THINGS TO DO ▸
A: Decide whether each statement agrees with the article on the BlockFi settlement. For each one, answer yes or no and quote the words of the article that decide it. (i) BlockFi is based in New Jersey. (ii) Existing customers of BlockFi Interest Accounts may add to their positions. (iii) Half of the settlement will go to the S.E.C.
B: Duplicate a passage of the BlockFi settlement article word for word. Begin at the words "BlockFi’s chief executive, Zac" and stop after "Mr. Prince said.".

DOCUMENT PASSAGE ▸
········
The Securities and Exchange Commission has reached a $100 million settlement with BlockFi Lending over registration failures, the first since the regulator warned last fall that it would take action against cryptocurrency firms offering loan products that failed to register them as securities or to register themselves as investment companies.

“Today’s settlement makes clear that crypto markets must comply with time-tested securities laws, such as the Securities Act of 1933 and the Investment Company Act of 1940,” the S.E.C.’s chair, Gary Gensler, said in a statement on Monday.

Since March 2019, BlockFi, based in New Jersey, has been offering customers a chance to lend the company digital assets and earn interest on those loans, the commission said. Regulators said the program was essentially an investment contract, in which customers lent their money with the promise they would be repaid more at a later time. BlockFi should have registered them as securities and should have registered itself as an investment company, the S.E.C. found.

While the settlement was the first of its kind, the threat of S.E.C. scrutiny already had scuttled plans by Coinbase, the largest U.S.-based cryptocurrency exchange, to launch a similar loan product. Coinbase executives argued that its new product should not count as a security, but they canceled their plans for an interest-generating Lend product in September

BlockFi’s chief executive, Zac Prince, said that the settlement was a step forward.

“Today’s milestone is yet another example of our pioneering efforts in securing regulatory clarity for the broader industry and our clients, just as we did for our first product — the crypto-backed loan,” Mr. Prince said in a statement.

BlockFi was preparing to offer a new version of its loan product called BlockFi Yield, which would adhere to S.E.C. rules, Mr. Prince said.

“We intend for BlockFi Yield to be a new, S.E.C.-registered, crypto interest-bearing security, which will allow clients to earn interest on their crypto assets,” he said.

The company said existing customers of its current loan product, BlockFi Interest Accounts, would be able to keep their outstanding loans going and would earn interest as usual, but they would not be able to add to their positions. The company also said it would stop offering that product to new U.S. customers. BlockFi has 60 days to meet the S.E.C.’s registration requirements.

Half of the $100 million settlement will go to the S.E.C., while the other half will go to 32 states where regulators had brought similar charges against BlockFi, the commission said.
········
[Lines of data]

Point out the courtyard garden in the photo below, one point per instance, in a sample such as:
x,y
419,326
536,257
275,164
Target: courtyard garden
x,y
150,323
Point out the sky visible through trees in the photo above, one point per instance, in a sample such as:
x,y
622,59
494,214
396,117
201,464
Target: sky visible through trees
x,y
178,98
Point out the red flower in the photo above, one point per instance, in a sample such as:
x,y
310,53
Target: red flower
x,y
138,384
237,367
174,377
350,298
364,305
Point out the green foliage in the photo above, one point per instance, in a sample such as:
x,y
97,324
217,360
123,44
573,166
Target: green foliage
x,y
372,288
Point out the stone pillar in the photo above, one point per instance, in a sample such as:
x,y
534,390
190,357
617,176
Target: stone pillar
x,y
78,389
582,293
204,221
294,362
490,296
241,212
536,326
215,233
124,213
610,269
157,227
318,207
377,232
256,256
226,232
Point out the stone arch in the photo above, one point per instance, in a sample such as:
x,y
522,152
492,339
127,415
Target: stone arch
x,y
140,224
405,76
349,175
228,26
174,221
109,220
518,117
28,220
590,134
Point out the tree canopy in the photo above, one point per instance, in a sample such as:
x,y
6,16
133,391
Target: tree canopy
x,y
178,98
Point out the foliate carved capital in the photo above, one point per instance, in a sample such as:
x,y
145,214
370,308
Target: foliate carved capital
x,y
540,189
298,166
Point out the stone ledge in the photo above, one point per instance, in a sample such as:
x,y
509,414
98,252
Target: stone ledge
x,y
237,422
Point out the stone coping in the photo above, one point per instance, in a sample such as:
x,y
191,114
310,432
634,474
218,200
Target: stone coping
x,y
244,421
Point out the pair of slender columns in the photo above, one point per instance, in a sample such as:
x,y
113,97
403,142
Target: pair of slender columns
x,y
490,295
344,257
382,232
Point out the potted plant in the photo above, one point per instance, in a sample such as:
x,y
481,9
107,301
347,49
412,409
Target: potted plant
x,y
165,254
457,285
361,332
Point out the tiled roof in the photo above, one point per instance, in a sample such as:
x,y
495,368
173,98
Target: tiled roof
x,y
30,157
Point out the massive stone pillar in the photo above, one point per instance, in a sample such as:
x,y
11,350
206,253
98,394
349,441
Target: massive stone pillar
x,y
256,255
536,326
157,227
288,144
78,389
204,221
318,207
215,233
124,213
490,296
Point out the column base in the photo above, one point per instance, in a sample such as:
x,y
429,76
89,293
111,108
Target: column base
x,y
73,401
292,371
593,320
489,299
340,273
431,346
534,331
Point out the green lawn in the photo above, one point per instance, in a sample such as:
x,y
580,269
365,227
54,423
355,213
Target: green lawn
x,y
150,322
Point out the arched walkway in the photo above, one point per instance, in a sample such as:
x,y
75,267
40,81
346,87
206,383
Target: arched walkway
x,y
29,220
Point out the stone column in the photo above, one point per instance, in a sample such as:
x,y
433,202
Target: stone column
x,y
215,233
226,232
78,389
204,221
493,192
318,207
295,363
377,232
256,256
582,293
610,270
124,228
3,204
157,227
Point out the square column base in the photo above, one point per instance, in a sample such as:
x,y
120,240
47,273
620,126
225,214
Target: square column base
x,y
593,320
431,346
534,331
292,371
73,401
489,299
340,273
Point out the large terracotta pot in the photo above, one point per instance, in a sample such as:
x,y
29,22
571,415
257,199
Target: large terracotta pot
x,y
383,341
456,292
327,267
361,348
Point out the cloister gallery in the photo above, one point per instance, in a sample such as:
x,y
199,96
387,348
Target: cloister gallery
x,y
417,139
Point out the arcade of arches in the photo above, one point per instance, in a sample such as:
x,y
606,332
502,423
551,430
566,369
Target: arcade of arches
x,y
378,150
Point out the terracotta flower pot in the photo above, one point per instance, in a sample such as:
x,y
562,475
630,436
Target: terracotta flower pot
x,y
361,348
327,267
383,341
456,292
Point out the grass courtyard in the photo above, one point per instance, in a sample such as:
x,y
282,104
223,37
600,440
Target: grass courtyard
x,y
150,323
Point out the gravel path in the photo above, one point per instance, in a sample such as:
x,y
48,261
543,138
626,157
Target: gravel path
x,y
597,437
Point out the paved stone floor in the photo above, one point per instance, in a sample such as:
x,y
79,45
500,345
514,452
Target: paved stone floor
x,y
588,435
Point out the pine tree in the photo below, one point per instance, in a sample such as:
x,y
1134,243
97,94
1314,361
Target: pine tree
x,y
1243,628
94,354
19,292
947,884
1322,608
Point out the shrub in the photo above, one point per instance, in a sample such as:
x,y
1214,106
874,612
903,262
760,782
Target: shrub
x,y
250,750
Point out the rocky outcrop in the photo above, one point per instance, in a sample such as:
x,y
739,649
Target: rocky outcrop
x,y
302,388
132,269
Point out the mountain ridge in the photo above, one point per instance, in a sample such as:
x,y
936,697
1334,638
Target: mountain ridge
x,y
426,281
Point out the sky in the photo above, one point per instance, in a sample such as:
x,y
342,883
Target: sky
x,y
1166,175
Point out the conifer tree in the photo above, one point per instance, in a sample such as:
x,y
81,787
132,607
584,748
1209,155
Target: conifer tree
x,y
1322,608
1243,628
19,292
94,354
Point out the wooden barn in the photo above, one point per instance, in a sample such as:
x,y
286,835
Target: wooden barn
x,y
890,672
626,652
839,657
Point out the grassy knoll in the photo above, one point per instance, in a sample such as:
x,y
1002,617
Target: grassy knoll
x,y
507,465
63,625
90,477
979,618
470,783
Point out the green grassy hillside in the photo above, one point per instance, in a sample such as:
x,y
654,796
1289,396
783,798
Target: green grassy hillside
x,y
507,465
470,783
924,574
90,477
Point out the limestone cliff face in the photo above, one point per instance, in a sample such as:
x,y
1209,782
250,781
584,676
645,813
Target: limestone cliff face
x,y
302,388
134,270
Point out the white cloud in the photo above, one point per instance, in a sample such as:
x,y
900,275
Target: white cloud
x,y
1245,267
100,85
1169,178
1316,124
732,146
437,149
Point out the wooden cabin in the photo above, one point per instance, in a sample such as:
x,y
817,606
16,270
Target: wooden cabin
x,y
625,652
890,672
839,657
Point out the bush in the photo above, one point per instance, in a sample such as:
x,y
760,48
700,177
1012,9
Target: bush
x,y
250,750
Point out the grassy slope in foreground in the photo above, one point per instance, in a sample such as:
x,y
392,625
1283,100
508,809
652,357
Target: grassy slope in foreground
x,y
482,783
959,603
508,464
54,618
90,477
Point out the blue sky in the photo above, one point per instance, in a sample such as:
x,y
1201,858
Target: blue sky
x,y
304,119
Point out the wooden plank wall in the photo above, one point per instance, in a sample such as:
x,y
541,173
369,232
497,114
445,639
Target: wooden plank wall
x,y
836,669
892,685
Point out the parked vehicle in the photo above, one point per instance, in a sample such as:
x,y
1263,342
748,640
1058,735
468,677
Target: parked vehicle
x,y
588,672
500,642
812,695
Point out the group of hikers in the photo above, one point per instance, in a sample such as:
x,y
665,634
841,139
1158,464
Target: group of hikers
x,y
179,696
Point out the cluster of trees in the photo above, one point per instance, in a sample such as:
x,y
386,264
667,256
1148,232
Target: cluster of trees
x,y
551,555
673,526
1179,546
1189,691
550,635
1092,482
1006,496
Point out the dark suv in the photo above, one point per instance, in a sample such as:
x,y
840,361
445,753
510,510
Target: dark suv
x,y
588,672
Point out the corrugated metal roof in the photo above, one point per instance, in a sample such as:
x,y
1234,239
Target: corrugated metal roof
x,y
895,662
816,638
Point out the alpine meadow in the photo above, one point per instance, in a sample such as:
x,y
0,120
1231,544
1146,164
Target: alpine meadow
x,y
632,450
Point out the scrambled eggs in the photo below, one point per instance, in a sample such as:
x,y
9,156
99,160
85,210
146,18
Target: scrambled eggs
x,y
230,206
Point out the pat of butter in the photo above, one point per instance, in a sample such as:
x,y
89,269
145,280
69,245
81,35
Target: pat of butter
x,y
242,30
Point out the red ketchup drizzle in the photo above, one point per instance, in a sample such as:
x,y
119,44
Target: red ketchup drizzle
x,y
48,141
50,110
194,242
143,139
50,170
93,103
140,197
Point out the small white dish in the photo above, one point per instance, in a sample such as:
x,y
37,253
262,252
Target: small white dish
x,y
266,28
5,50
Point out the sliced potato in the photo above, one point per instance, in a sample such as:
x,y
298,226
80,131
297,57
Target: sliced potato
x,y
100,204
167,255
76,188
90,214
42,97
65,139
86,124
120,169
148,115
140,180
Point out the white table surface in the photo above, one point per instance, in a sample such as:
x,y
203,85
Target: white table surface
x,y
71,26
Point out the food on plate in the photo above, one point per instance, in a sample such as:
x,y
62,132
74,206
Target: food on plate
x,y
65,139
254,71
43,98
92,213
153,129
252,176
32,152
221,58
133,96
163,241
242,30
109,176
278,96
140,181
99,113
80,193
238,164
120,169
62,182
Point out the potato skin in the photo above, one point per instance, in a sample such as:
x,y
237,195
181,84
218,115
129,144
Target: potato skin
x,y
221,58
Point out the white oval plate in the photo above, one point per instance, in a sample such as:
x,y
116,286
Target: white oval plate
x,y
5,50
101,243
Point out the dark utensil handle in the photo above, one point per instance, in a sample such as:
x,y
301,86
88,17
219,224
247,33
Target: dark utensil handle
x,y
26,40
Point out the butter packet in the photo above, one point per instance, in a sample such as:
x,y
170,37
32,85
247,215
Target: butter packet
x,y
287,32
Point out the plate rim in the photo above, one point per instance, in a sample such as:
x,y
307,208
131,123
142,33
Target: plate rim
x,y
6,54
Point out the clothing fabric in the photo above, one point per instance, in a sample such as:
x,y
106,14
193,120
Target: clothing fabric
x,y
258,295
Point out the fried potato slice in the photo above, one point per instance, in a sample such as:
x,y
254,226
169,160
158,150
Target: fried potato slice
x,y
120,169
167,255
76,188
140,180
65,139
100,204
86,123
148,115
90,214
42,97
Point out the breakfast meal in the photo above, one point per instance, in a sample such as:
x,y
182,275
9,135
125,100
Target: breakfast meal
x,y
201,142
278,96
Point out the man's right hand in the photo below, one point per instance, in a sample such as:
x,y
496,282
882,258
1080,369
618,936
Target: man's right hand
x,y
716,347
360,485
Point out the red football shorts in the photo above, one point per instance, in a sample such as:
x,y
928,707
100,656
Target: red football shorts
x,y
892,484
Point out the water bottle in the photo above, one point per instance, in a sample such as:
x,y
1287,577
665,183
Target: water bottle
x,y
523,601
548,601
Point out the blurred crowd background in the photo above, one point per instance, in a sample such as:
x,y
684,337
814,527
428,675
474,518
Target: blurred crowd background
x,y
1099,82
········
SOLUTIONS PER TASK ▸
A:
(i) Yes: "BlockFi, based in New Jersey"
(ii) No: "but they would not be able to add to their positions"
(iii) Yes: "Half of the $100 million settlement will go to the S.E.C."

B:
BlockFi’s chief executive, Zac Prince, said that the settlement was a step forward.

“Today’s milestone is yet another example of our pioneering efforts in securing regulatory clarity for the broader industry and our clients, just as we did for our first product — the crypto-backed loan,” Mr. Prince said in a statement.

BlockFi was preparing to offer a new version of its loan product called BlockFi Yield, which would adhere to S.E.C. rules, Mr. Prince said.